● **What this task involves**
Put the lines from the start of the rows through the line that contains "x=179, y=115", inclusive, into a Markdown table with a Line No. column for the row number and a Content column for the line, leaving out blank lines.

● **Information given**
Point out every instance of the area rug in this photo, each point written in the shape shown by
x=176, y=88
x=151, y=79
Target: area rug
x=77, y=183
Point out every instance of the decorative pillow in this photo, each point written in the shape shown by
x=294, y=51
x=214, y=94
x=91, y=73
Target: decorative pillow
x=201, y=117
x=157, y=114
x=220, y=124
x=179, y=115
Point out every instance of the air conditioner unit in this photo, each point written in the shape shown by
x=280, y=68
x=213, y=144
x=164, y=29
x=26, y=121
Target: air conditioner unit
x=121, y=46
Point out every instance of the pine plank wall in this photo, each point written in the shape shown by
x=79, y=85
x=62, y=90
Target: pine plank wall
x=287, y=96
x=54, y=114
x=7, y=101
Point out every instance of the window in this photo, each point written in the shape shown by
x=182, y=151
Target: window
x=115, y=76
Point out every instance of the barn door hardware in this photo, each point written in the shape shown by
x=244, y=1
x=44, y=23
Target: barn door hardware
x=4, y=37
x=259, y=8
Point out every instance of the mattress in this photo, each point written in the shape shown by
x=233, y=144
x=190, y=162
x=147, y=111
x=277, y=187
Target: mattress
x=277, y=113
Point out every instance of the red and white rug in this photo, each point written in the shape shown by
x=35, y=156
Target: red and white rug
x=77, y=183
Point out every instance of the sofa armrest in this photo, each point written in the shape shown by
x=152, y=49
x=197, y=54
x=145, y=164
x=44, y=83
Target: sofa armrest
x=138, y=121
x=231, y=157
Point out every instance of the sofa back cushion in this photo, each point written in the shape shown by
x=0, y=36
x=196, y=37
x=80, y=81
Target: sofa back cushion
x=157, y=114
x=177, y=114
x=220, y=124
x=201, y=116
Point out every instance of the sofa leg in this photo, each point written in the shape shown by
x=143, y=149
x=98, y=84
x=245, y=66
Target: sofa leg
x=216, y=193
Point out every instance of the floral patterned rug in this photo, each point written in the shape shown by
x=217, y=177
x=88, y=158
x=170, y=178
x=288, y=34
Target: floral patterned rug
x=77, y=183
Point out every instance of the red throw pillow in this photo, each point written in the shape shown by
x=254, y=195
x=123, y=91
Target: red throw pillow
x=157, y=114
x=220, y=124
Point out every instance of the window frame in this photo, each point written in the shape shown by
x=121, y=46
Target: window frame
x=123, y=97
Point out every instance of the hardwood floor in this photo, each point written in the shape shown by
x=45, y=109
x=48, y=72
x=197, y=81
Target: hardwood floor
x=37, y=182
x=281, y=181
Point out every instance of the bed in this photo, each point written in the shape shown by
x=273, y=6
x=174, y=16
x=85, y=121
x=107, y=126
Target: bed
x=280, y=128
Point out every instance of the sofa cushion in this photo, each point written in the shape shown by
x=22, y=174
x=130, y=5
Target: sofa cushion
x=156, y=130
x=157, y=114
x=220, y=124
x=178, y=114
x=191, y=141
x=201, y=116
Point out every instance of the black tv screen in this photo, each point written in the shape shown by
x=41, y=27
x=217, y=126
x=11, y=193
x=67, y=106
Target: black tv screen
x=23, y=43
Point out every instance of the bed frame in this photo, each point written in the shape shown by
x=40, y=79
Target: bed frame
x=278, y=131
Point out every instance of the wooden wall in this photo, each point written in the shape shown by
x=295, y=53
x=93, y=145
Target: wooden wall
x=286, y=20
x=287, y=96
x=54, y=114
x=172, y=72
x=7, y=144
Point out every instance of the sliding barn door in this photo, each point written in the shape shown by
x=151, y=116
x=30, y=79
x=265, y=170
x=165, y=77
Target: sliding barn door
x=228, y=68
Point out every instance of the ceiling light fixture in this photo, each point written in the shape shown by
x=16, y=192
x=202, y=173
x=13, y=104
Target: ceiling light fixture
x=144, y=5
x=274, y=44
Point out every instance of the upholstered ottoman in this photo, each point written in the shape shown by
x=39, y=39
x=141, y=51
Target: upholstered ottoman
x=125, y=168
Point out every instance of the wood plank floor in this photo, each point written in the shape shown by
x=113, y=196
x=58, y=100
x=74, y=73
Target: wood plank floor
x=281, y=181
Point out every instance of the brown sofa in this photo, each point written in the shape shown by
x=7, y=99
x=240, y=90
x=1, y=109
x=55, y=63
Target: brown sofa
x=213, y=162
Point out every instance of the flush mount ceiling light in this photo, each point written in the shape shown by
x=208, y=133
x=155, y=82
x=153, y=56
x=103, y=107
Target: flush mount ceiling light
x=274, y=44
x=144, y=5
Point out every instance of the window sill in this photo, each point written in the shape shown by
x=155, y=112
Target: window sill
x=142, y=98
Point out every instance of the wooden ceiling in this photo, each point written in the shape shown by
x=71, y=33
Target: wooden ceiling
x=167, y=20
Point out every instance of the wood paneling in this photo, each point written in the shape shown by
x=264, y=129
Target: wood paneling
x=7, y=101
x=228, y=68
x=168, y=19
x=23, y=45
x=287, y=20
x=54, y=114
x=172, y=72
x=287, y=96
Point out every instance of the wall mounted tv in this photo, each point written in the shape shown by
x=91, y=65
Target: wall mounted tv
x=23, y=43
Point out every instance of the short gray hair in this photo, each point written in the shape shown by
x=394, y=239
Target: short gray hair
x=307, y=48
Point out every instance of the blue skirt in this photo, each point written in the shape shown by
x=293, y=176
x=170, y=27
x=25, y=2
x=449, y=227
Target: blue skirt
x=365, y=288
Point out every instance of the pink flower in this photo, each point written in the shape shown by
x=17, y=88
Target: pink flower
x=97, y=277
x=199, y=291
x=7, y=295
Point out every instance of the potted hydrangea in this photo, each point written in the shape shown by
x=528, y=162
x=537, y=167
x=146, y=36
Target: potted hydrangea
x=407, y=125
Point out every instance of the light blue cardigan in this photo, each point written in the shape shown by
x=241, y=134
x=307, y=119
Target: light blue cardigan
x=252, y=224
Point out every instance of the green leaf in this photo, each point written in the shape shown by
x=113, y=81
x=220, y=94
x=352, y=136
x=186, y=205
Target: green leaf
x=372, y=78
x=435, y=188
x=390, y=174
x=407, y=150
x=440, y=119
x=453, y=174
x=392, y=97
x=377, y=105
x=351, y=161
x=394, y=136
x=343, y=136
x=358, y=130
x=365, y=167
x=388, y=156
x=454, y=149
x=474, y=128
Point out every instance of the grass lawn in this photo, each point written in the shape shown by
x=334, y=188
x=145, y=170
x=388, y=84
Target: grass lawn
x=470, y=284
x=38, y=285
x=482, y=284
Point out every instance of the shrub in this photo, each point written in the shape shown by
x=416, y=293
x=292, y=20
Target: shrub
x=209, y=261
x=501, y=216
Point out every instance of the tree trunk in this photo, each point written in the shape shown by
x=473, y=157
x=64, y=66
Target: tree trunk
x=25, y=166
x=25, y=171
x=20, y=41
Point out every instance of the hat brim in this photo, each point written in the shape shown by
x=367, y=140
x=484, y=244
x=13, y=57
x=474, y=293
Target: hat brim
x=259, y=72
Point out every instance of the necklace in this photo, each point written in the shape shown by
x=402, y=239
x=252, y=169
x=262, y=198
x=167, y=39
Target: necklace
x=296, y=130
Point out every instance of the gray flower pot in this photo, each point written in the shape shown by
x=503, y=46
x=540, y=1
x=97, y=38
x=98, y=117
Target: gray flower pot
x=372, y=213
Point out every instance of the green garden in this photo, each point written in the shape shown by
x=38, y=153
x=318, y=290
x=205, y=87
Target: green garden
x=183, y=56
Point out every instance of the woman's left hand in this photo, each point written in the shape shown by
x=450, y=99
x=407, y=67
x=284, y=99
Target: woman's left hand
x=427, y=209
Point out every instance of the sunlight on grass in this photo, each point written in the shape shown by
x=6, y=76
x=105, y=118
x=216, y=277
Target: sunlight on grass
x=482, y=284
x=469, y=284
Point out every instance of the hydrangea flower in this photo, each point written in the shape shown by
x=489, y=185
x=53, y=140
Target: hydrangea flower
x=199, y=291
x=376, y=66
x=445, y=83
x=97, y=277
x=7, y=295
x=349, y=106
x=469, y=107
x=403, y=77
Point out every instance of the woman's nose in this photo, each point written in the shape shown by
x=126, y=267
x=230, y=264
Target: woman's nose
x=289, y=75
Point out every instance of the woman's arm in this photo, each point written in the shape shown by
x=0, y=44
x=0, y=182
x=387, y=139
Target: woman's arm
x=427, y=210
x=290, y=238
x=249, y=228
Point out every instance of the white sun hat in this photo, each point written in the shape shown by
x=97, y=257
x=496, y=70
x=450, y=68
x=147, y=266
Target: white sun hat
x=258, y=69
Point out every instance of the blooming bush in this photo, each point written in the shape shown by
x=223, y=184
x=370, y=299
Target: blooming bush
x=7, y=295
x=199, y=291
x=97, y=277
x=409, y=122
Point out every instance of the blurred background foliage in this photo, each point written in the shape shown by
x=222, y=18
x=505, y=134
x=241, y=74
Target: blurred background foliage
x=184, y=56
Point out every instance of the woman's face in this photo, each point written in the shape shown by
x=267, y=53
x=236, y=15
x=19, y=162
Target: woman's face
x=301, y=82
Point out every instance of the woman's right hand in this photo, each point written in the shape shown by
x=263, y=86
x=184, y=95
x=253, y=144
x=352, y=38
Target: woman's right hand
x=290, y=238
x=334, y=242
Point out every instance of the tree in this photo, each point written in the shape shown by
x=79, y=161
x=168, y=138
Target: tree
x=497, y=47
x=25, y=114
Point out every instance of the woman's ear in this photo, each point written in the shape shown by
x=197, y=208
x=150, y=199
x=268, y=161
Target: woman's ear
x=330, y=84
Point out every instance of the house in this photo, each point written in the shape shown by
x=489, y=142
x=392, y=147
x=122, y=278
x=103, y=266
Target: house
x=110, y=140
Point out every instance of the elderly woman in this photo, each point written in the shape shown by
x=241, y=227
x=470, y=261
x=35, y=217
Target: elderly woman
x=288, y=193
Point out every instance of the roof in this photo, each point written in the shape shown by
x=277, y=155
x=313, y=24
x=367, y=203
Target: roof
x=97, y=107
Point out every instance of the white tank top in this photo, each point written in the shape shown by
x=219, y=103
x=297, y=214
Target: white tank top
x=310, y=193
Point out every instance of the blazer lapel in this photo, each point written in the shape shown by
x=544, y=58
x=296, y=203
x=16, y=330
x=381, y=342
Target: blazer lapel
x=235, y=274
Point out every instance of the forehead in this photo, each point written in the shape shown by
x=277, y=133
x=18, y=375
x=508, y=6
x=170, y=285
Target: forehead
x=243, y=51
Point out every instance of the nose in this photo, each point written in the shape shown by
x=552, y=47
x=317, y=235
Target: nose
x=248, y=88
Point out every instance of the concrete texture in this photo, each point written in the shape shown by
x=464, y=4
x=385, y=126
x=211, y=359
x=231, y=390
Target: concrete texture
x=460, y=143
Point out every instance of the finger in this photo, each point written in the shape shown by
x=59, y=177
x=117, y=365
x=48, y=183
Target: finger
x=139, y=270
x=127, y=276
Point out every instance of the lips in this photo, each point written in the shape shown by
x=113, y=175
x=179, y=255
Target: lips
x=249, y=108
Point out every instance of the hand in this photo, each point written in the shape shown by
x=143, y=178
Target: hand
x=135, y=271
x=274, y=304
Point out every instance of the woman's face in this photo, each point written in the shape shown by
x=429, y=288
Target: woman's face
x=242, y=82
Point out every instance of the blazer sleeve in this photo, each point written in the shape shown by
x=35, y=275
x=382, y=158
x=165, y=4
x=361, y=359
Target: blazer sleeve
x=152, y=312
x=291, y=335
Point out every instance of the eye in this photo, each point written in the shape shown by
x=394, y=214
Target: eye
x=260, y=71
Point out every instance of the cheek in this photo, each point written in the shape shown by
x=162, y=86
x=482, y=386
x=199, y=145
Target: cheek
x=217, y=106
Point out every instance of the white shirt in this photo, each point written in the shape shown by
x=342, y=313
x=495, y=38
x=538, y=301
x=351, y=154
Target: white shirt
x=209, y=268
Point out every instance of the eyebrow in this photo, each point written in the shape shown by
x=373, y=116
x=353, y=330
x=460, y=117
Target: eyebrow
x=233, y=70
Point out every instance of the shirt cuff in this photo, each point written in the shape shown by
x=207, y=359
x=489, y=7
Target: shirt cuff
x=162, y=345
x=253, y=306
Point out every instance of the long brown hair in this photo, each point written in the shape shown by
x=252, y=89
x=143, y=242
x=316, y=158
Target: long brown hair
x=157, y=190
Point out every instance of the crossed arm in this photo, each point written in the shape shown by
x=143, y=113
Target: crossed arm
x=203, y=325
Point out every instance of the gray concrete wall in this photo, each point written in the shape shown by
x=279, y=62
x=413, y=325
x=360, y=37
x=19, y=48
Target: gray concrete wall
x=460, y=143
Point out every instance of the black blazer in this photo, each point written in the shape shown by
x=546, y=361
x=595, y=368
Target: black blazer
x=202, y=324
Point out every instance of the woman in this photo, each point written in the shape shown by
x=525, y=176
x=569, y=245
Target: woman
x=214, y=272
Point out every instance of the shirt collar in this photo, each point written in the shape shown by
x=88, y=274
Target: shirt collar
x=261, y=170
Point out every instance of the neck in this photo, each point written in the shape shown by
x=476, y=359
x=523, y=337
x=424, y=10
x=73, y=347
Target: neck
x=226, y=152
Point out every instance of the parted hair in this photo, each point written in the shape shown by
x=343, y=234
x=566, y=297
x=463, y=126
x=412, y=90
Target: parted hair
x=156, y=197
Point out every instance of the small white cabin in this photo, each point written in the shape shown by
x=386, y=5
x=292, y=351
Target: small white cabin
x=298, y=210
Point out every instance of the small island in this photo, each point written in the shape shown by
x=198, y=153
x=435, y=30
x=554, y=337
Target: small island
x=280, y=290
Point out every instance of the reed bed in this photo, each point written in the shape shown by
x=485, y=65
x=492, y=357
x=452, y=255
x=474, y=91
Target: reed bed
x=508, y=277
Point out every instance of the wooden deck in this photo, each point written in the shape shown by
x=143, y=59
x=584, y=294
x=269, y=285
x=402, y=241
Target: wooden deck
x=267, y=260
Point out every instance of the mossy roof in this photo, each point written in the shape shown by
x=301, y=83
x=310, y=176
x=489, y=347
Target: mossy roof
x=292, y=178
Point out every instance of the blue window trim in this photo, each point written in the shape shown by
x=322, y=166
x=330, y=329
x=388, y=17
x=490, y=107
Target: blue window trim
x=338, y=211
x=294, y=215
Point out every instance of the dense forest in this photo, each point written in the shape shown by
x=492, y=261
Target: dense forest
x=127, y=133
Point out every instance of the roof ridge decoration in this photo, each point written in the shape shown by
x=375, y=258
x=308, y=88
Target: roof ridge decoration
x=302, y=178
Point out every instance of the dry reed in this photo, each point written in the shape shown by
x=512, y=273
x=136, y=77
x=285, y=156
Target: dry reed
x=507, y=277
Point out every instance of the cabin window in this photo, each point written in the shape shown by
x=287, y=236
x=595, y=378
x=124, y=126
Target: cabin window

● **Finished answer**
| Line No. | Content |
|---|---|
| 1 | Point out every instance of the area rug in this photo, each point written in the shape shown by |
| 2 | x=176, y=88 |
| 3 | x=151, y=79 |
| 4 | Target: area rug |
| 5 | x=77, y=183 |
| 6 | Point out every instance of the decorative pillow in this photo, each point written in the shape shown by |
| 7 | x=294, y=51 |
| 8 | x=214, y=94 |
| 9 | x=91, y=73 |
| 10 | Target: decorative pillow |
| 11 | x=201, y=117 |
| 12 | x=157, y=114 |
| 13 | x=220, y=124 |
| 14 | x=179, y=115 |